Goal >>
Show every line in the entries below that contains the string "candle", and copy each matching line unchanged. Matching is case-sensitive.

Entries shown >>
***

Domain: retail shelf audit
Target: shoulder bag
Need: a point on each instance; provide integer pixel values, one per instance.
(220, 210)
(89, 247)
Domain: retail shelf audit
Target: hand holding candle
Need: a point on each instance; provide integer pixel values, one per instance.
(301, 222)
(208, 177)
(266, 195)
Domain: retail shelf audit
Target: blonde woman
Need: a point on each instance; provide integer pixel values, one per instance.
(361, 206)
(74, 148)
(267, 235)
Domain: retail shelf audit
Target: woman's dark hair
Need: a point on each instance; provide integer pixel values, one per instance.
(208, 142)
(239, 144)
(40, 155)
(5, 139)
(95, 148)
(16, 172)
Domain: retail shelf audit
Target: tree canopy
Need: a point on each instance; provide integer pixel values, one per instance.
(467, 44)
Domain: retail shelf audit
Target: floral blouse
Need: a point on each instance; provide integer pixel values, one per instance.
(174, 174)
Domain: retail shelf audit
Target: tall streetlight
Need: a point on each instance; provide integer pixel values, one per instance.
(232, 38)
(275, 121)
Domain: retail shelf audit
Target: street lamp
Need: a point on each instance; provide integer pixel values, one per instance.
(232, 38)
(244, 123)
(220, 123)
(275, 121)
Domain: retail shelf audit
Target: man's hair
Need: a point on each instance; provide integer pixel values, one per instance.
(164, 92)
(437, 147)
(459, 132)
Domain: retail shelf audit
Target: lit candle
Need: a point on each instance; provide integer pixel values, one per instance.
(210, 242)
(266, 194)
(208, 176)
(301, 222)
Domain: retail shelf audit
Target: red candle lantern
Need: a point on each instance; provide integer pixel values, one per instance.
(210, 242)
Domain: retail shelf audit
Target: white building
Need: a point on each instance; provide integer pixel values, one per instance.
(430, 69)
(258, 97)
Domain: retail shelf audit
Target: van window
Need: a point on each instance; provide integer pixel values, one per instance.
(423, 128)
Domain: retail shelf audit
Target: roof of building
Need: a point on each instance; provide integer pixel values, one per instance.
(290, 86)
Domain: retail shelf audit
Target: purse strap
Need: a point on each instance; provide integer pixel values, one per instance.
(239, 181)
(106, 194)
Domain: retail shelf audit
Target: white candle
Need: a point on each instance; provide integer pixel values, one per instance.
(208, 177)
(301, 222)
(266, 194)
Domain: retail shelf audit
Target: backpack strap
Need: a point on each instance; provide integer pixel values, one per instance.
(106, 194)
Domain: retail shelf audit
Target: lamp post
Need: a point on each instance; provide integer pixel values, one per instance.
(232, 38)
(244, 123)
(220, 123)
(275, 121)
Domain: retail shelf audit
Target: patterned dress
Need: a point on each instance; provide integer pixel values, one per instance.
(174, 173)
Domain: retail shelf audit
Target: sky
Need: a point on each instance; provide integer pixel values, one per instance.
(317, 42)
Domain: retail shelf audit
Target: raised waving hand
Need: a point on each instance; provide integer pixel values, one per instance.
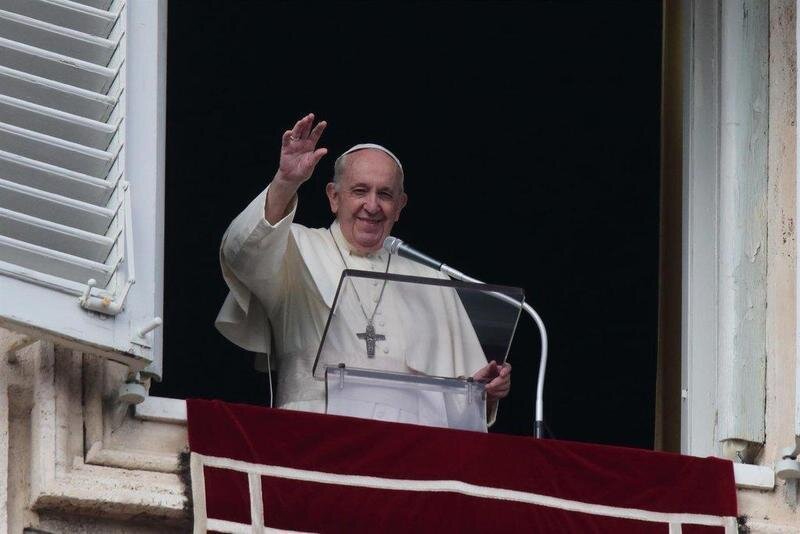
(299, 157)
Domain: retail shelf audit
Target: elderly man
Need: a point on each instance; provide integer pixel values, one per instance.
(283, 276)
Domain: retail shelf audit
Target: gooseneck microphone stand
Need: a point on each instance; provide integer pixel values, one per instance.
(394, 245)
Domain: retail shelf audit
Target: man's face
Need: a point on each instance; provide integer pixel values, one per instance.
(369, 199)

***

Finished exercise >>
Target: hand holding candle
Target: lit candle
Target: red candle lantern
Target: white candle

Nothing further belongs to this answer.